'''
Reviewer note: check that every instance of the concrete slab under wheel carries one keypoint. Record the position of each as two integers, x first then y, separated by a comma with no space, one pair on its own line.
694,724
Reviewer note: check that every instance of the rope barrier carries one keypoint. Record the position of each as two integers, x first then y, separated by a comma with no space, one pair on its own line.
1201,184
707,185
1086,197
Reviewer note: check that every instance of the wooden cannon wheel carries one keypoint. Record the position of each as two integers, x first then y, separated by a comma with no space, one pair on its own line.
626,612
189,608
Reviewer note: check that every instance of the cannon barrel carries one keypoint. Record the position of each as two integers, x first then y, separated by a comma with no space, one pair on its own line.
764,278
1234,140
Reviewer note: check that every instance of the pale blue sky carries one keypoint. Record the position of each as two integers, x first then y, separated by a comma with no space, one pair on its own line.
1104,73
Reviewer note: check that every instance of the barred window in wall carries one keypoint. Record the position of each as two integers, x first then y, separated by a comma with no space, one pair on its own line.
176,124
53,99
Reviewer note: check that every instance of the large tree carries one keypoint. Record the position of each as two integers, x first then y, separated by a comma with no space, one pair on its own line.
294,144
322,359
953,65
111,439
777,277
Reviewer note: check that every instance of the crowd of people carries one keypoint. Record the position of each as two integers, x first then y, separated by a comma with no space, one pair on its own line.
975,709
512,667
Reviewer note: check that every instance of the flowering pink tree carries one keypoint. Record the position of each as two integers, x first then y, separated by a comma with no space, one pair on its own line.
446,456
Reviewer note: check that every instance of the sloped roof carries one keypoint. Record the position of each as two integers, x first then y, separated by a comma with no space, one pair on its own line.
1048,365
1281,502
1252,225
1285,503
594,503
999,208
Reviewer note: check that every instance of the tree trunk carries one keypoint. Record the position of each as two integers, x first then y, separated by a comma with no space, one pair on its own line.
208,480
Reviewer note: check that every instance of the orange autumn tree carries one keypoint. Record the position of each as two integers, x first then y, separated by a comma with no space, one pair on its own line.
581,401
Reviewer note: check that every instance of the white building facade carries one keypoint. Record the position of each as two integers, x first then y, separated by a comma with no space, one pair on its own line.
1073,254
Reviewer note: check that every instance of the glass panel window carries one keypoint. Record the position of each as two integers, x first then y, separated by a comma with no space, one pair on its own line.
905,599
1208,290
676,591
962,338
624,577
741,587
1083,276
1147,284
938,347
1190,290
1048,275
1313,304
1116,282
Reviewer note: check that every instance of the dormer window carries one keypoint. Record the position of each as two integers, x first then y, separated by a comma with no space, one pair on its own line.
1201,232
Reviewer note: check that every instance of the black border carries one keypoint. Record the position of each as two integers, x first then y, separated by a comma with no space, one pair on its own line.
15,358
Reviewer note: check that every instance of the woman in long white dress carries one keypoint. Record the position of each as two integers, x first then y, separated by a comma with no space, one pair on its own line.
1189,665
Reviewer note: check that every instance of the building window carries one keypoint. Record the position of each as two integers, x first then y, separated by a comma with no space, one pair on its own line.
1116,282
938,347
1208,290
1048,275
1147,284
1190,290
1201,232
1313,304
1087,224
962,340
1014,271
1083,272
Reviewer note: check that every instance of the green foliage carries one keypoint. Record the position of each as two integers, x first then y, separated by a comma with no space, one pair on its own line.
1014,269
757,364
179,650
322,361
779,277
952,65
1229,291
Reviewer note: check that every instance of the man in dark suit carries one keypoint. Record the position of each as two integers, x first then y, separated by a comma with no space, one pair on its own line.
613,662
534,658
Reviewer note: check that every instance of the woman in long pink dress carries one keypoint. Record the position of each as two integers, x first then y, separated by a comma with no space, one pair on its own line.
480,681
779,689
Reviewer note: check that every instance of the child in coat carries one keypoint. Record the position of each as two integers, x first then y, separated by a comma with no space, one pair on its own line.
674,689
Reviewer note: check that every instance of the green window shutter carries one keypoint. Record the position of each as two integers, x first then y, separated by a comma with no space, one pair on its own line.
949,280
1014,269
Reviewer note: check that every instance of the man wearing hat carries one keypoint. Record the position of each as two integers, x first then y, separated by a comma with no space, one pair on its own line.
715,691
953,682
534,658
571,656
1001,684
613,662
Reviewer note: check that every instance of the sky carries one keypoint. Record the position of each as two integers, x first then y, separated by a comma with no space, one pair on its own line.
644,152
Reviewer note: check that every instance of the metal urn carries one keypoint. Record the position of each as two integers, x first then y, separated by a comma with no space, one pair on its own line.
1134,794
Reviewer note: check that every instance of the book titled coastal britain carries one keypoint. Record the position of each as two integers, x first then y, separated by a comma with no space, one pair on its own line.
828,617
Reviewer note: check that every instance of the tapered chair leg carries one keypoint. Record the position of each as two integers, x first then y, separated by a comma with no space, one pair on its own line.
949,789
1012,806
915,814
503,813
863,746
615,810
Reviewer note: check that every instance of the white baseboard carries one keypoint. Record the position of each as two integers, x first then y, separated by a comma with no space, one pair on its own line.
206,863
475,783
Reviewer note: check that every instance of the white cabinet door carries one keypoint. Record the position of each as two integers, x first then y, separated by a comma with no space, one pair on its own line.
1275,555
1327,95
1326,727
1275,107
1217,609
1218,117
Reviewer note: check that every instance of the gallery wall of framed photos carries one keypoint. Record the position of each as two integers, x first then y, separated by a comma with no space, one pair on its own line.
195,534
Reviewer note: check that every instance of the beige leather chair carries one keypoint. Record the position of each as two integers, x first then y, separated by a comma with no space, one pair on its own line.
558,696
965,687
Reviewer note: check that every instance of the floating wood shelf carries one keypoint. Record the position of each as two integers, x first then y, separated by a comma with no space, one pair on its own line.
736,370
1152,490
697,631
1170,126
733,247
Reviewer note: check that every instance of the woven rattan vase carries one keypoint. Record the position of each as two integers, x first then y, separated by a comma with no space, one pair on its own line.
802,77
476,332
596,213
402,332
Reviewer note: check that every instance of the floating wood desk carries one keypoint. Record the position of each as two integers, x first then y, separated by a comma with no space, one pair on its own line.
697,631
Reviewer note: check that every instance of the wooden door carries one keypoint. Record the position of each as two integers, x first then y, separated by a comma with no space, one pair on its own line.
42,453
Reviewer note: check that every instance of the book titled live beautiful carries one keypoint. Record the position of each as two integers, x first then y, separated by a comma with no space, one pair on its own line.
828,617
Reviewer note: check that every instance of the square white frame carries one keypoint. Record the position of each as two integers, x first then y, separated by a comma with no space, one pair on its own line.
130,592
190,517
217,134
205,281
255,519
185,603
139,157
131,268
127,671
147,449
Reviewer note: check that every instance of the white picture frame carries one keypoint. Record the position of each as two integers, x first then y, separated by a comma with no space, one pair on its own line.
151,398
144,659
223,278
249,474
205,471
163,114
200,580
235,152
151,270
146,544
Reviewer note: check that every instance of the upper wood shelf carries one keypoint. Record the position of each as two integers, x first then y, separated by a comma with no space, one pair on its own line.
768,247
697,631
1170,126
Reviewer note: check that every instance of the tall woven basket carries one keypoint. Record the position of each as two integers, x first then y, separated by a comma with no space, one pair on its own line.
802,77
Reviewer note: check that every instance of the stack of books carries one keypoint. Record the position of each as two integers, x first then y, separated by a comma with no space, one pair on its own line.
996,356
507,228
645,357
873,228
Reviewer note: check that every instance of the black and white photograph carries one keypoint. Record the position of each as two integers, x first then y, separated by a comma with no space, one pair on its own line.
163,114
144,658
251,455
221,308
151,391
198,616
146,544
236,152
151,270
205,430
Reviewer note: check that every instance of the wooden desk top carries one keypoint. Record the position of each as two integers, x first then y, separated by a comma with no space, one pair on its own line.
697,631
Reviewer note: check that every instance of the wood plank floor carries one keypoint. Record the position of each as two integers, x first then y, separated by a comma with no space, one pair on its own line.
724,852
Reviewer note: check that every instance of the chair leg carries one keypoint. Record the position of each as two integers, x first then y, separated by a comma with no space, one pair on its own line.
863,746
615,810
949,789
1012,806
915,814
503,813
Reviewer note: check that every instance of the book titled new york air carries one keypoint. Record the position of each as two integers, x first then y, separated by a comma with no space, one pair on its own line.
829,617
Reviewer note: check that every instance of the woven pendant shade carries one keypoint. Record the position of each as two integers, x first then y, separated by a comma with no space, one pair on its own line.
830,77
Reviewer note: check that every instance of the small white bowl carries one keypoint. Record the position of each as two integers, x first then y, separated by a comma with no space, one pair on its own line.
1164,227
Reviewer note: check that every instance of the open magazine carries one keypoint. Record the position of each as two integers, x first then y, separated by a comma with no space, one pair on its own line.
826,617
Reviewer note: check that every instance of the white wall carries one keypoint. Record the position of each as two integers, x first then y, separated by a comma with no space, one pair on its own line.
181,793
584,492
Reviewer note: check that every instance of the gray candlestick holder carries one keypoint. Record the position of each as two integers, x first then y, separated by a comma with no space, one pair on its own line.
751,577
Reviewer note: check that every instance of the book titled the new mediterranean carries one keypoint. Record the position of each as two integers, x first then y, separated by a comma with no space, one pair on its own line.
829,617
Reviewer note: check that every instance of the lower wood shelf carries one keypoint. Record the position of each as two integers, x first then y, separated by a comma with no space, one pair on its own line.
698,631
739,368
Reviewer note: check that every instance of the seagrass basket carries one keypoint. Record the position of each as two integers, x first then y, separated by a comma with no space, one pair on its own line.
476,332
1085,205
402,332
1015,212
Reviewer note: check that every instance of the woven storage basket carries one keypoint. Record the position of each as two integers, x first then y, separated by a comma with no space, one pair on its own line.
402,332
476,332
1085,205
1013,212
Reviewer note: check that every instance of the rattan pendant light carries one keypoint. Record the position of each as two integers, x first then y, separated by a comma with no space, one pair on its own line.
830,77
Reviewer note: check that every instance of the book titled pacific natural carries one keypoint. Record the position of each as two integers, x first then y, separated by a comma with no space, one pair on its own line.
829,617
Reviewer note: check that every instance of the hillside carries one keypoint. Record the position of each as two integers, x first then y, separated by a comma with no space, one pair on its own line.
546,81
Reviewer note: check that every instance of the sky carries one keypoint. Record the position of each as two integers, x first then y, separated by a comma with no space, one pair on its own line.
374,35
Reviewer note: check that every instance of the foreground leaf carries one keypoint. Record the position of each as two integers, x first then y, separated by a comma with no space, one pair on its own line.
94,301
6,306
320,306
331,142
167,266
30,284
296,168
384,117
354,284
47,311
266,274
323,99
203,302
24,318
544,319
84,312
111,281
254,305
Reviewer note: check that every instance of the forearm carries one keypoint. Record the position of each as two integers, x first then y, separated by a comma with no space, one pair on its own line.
'''
[EXERCISE OBJECTIVE] From the line with "Reviewer note: check that every instance of the foreground" to the last line of the material, give every line again exactly, and only those lines.

[EXERCISE RESULT]
Reviewer note: check that every instance of the foreground leaf carries one keypoint. Record the position of each as two integers, x first then y, separated by a comma with no space, one pair on its own line.
94,301
6,306
320,306
331,142
167,266
30,284
296,168
384,117
354,284
47,311
266,274
323,99
203,302
24,318
544,319
84,312
111,281
254,305
Reviewer note: check that every instance of the forearm carries one keypoint. Record the position of each as two integers, x first then y, separated by a comma with no space, one pair on its own line.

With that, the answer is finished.